Data provided
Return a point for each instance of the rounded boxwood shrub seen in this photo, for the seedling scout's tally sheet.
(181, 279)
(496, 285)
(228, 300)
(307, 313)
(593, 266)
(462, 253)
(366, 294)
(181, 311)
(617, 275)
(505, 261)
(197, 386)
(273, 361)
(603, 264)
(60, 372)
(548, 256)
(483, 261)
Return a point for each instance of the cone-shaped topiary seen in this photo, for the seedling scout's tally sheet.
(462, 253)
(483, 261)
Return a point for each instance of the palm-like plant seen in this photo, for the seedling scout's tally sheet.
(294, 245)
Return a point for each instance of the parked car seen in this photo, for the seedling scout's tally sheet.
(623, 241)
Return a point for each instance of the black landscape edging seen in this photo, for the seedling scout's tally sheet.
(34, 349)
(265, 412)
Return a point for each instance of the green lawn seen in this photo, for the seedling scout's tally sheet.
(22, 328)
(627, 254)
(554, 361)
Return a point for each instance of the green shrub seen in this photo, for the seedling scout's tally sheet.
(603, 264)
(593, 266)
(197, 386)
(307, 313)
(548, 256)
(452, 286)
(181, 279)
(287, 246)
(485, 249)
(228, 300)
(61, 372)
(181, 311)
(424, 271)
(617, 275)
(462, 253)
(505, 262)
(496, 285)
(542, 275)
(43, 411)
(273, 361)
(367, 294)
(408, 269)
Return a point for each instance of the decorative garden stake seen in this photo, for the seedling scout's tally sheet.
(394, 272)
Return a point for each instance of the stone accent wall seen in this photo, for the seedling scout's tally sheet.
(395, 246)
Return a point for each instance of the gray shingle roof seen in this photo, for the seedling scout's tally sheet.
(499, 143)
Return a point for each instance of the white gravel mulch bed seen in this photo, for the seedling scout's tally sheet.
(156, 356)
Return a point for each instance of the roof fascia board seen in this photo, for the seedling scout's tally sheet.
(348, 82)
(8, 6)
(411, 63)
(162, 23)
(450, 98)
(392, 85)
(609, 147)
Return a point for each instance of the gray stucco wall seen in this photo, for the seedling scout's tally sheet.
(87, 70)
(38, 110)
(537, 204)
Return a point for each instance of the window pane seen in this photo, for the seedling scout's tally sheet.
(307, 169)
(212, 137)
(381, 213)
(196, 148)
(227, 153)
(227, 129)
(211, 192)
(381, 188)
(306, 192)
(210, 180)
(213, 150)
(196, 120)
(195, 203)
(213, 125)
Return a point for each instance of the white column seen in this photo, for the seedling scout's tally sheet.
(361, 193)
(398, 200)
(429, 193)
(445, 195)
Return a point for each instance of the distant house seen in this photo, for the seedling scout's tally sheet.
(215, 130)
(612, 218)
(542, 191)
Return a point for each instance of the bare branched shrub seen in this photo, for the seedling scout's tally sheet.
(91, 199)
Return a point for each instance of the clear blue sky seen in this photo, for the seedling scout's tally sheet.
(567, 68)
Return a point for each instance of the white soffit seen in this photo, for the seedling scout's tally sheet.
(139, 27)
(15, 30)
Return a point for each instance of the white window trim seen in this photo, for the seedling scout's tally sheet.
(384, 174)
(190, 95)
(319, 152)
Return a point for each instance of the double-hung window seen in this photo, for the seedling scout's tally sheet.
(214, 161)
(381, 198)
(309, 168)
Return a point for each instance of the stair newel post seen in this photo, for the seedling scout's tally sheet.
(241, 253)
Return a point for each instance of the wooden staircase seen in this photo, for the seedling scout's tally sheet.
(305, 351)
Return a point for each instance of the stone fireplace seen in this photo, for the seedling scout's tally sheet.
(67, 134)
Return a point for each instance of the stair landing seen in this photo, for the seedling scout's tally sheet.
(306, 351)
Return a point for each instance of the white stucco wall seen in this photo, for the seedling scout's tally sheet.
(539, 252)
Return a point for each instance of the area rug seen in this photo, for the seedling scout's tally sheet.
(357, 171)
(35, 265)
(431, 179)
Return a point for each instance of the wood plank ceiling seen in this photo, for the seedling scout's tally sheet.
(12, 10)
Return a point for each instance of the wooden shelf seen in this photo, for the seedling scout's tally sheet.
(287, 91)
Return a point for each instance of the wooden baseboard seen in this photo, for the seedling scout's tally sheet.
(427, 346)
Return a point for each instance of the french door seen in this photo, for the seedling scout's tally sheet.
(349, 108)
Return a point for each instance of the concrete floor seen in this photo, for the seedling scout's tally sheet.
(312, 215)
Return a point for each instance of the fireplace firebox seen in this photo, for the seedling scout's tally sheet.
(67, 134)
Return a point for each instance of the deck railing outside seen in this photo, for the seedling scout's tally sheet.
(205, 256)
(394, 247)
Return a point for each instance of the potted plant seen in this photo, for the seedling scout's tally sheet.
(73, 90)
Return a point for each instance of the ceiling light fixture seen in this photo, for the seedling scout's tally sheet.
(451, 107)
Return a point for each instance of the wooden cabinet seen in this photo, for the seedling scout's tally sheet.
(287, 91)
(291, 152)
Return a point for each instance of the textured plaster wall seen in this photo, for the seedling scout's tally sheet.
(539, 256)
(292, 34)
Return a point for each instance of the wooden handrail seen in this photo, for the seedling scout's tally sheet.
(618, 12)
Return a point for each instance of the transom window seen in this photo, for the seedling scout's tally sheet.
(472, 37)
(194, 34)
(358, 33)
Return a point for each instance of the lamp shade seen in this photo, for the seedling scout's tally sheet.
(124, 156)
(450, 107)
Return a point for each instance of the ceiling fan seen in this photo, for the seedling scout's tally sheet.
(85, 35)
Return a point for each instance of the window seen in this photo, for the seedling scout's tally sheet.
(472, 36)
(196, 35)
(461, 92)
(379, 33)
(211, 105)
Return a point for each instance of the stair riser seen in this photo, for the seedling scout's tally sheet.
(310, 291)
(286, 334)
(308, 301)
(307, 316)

Task prompt
Rewrite all of the data above as a numbered list, one line per item, skipping any blank lines.

Written response
1. Return a point for each instance of the rounded boxwood shrub seen in this photo, for the seedling scout's tally sheet.
2. (181, 279)
3. (496, 285)
4. (228, 300)
5. (307, 313)
6. (593, 266)
7. (462, 253)
8. (366, 294)
9. (181, 311)
10. (617, 275)
11. (505, 261)
12. (197, 386)
13. (273, 361)
14. (603, 264)
15. (60, 372)
16. (548, 256)
17. (483, 261)
18. Return a point for each instance of the cone-shaped topiary seen in this photo, for the seedling scout's tally sheet.
19. (462, 253)
20. (483, 261)
21. Return a point for each instance of the palm-like plant seen in this photo, for the seedling scout's tally sheet.
22. (294, 245)
23. Return a point for each instance of the parked car seen in this photo, for the seedling scout's tally sheet.
24. (623, 241)
25. Return a point for each instance of the black landscape edging seen in this photo, for the seedling scout's tally sheet.
26. (34, 349)
27. (265, 412)
28. Return a point for each instance of the green lawn seen in this photo, for the seedling scout's tally sheet.
29. (22, 328)
30. (627, 254)
31. (554, 361)
32. Return a point for each instance of the green shrub seen in this photo, for the seedling scout's tally sheet.
33. (603, 264)
34. (593, 266)
35. (197, 386)
36. (307, 313)
37. (548, 256)
38. (452, 286)
39. (181, 279)
40. (287, 246)
41. (485, 249)
42. (228, 300)
43. (61, 372)
44. (181, 311)
45. (424, 271)
46. (617, 275)
47. (462, 253)
48. (505, 262)
49. (496, 285)
50. (542, 275)
51. (43, 411)
52. (273, 361)
53. (367, 294)
54. (408, 269)
55. Return a point for each instance of the decorative garden stake seen in this photo, for the seedling scout's tally sheet.
56. (394, 272)
57. Return a point for each instance of the stone accent wall seen in this photo, for the seedling scout's tally sheet.
58. (395, 246)
59. Return a point for each instance of the gray shingle roof seen in this photo, for the seedling scout's tally sheet.
60. (499, 143)
61. Return a point for each instance of the white gravel mulch bed seen in this photo, for the seedling scout's tally sheet.
62. (156, 356)
63. Return a point for each instance of the roof fascia board seen in this photo, for the seedling scout's tally sheet.
64. (348, 82)
65. (8, 6)
66. (411, 63)
67. (162, 23)
68. (450, 98)
69. (392, 85)
70. (609, 147)
71. Return a point for each instance of the gray stucco wall seen in this photo, for the seedling scout's tally sheet.
72. (87, 70)
73. (38, 110)
74. (537, 204)
75. Return a point for each instance of the window pane seen in this photo, for the seedling scout's tally sheet.
76. (307, 169)
77. (212, 137)
78. (381, 213)
79. (196, 148)
80. (227, 153)
81. (227, 129)
82. (211, 192)
83. (381, 188)
84. (306, 192)
85. (210, 180)
86. (213, 150)
87. (196, 120)
88. (195, 203)
89. (213, 125)
90. Return a point for each instance of the white column seen in this photo, for the seedling scout's tally sheet.
91. (361, 193)
92. (398, 200)
93. (429, 193)
94. (445, 195)
95. Return a point for each instance of the distant house seen in this photo, for the seedling scout's tally sheet.
96. (215, 130)
97. (612, 218)
98. (542, 191)
99. Return a point for each instance of the bare branched shrub seen in this photo, for the seedling scout's tally sheet.
100. (91, 199)
101. Return a point for each instance of the clear blue sky seen in this photo, for the seedling scout's tally sheet.
102. (567, 68)
103. Return a point for each instance of the white soffit seen in this photo, for the seedling scout's tally sheet.
104. (139, 27)
105. (15, 30)
106. Return a point for each instance of the white window trim seen in this photo, for the seedling scout's tally sheet.
107. (384, 174)
108. (190, 95)
109. (319, 152)
110. Return a point for each instance of the double-hung window seen in this photo, for the seedling scout's tally sheet.
111. (214, 161)
112. (381, 198)
113. (309, 168)
114. Return a point for each instance of the stair newel post seen in this photo, for the seedling scout's tally sheet.
115. (241, 253)
116. Return a point for each instance of the wooden staircase seen in this photo, for the seedling scout's tally sheet.
117. (305, 351)
118. Return a point for each instance of the stone fireplace seen in this photo, for the seedling scout's tally sheet.
119. (67, 134)
120. Return a point for each instance of the stair landing seen in this photo, for the seedling scout's tally sheet.
121. (306, 351)
122. Return a point for each instance of the white stucco wall seen in this photo, for the seedling scout's tally sheet.
123. (539, 252)
124. Return a point for each instance of the area rug seen in this photo, for the seedling scout's tally sheet.
125. (357, 171)
126. (35, 265)
127. (431, 179)
128. Return a point for each instance of the wood plank ceiling seen in this photo, for the seedling scout's tally sheet.
129. (12, 10)
130. Return a point for each instance of the wooden shelf seen in this photo, for the seedling scout's tally sheet.
131. (287, 91)
132. Return a point for each instance of the wooden baseboard seen in this photo, for the seedling scout's tally sheet.
133. (427, 346)
134. Return a point for each instance of the french door seen in this photo, for the seedling scout's tally sheet.
135. (349, 108)
136. Return a point for each instance of the concrete floor seen in this photo, for the seedling scout's tally sheet.
137. (312, 215)
138. Return a point for each instance of the fireplace firebox seen in this photo, for the seedling scout's tally sheet.
139. (67, 134)
140. Return a point for each instance of the deck railing outside seen in this photo, for the seedling scout's tally sheet.
141. (205, 256)
142. (394, 247)
143. Return a point for each instance of the potted plant seen in this photo, for the seedling scout's tally sheet.
144. (73, 90)
145. Return a point for each instance of the ceiling light fixture seen in this photo, for the seedling scout's tally sheet.
146. (451, 107)
147. Return a point for each instance of the wooden cabinet seen in this photo, for the seedling scout's tally sheet.
148. (287, 91)
149. (291, 152)
150. Return a point for each instance of the textured plaster wall seen in this photo, for the seedling scout's tally sheet.
151. (539, 256)
152. (292, 34)
153. Return a point for each instance of the wooden handrail seen in this photo, for the seedling scout's tally sheet.
154. (618, 12)
155. Return a point for each instance of the transom window seen in this photo, for the seedling scout's tally sheet.
156. (472, 37)
157. (194, 34)
158. (358, 33)
159. Return a point for each instance of the lamp shade seen in this photo, for the seedling scout's tally sheet.
160. (124, 156)
161. (450, 107)
162. Return a point for each instance of the ceiling fan seen in this photo, for the seedling scout's tally sheet.
163. (85, 35)
164. Return a point for each instance of the window seen in this photo, for the seedling scout's tally sheet.
165. (472, 36)
166. (196, 35)
167. (461, 92)
168. (379, 33)
169. (211, 105)
170. Return a point for each instance of the stair riser seen in this photo, for the seedling scout's tally sheet.
171. (310, 291)
172. (286, 334)
173. (308, 301)
174. (307, 316)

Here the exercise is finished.